- _WHAT THE EXERCISE ASKS_
Transcribe the records from the line containing "Practice step: put one dot on every instance of the green" onward, up to and including the final line, exactly and without anything else.

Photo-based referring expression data

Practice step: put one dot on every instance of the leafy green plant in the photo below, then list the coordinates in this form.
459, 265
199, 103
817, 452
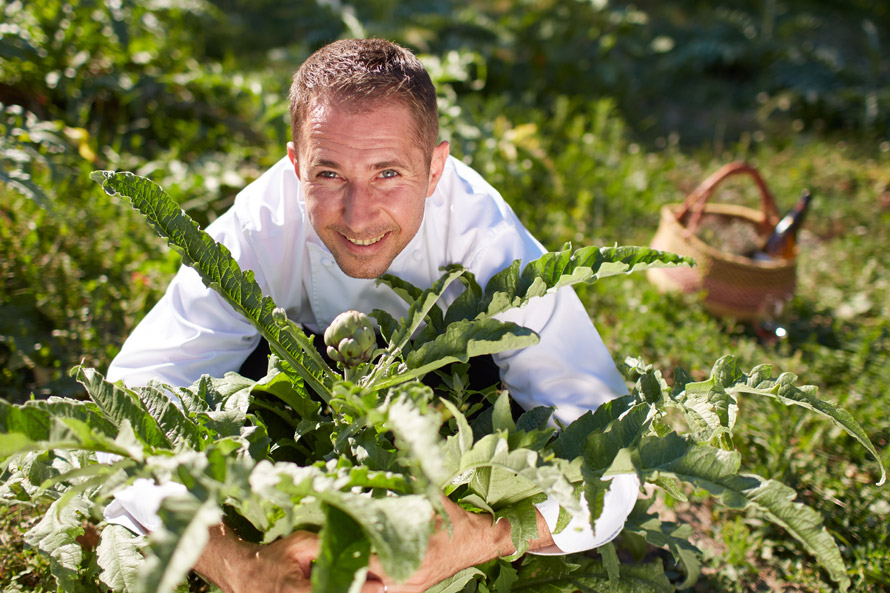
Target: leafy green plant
370, 454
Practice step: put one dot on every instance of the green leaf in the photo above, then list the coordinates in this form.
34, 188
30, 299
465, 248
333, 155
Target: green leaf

- _EXPECTED OUTPUT_
Practice step: put one dot on every instance of the green leaf in the photo above, then list the coordinates in this form.
34, 188
30, 299
465, 248
333, 155
Target: green leaf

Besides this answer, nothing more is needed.